Problem set:
**a)** Answer these questions using the tomato passage:
(i) What does the tomato passage give as the reason deer tear at their food?
(ii) Where had the chipmunk been spotted?
(iii) Which tomato variety disappeared the next morning?
**b)** For each statement, say yes or no according to the tomato passage, and quote the words that settle it:
(i) The narrator kept squirrels as a suspect.
(ii) The bite marks formed straight, deep lines.
(iii) Part of the second ripe tomato was left behind.

##### Document passage

Sure, the plants had sometimes suffered too-cold temperatures, or occasional
drought. But never the audacity of an animal’s bite.
I quickly Googled “deer teeth marks,” thinking the herd on
the hill was the culprit. But deer don’t have upper incisors, I learned, so
they tear at their food. These marks showed the precision of a surgeon –
straight, deep lines.
“Squirrel, maybe,” I muttered. “Or chipmunk.”
I ruled out squirrels, figuring that we already feed them
adequately from our bird feeders on the opposite side of the house.
But the chipmunk? Both our pup Ginger and I had occasionally
spotted one on the drive, under the woodpile. Nevertheless, I was optimistic. This
was an aberration, I thought. What’s one tomato among hundreds over a half-dozen years?
“I’ll just pick the next one tomorrow. It’ll be fine.”
The next morning, the second ripe Early Girl was gone … completely.

##########
##### Dataset entries

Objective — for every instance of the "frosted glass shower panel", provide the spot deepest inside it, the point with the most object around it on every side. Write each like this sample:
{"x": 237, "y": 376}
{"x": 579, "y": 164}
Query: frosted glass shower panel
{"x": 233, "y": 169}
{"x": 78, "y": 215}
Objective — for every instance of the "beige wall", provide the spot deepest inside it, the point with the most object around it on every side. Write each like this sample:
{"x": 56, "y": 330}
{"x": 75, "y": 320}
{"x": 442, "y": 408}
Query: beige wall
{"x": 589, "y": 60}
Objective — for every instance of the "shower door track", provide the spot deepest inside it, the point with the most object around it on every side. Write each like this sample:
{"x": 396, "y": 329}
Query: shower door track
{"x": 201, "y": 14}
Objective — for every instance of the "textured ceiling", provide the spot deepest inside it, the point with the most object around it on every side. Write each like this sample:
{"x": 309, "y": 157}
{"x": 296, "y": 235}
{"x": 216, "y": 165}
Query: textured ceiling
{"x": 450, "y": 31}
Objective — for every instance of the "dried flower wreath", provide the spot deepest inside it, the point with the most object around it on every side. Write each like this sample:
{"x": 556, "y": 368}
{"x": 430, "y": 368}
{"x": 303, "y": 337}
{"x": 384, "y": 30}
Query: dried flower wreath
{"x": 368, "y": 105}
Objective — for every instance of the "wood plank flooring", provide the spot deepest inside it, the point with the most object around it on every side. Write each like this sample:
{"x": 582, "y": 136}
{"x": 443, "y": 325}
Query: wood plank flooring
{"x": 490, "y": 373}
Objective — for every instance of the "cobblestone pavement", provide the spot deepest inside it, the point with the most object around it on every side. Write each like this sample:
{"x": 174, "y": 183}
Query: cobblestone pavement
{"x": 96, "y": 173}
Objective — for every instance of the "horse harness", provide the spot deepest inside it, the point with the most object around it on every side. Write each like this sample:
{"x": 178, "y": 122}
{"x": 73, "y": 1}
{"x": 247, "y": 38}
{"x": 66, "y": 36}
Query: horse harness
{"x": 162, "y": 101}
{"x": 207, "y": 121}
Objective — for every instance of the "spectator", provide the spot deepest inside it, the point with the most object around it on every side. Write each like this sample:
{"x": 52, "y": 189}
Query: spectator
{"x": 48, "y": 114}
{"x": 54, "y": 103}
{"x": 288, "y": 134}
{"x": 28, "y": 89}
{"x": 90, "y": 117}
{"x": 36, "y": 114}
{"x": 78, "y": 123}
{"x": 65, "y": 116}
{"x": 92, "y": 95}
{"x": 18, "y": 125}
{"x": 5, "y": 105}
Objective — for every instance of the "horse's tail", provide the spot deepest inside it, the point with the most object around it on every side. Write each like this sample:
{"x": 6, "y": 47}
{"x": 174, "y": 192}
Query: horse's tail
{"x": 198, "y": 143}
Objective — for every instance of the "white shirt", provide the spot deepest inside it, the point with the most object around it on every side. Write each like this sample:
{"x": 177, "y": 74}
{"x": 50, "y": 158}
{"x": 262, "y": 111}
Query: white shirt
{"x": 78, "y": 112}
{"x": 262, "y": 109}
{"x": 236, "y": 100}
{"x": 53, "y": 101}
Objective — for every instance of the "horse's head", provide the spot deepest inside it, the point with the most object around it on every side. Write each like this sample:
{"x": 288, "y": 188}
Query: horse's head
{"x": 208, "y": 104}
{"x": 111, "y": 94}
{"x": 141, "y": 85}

##########

Responses for each task:
**a)**
(i) Deer don't have upper incisors.
(ii) On the drive, under the woodpile.
(iii) Early Girl.

**b)**
(i) No: "I ruled out squirrels"
(ii) Yes: "straight, deep lines."
(iii) No: "the second ripe Early Girl was gone … completely."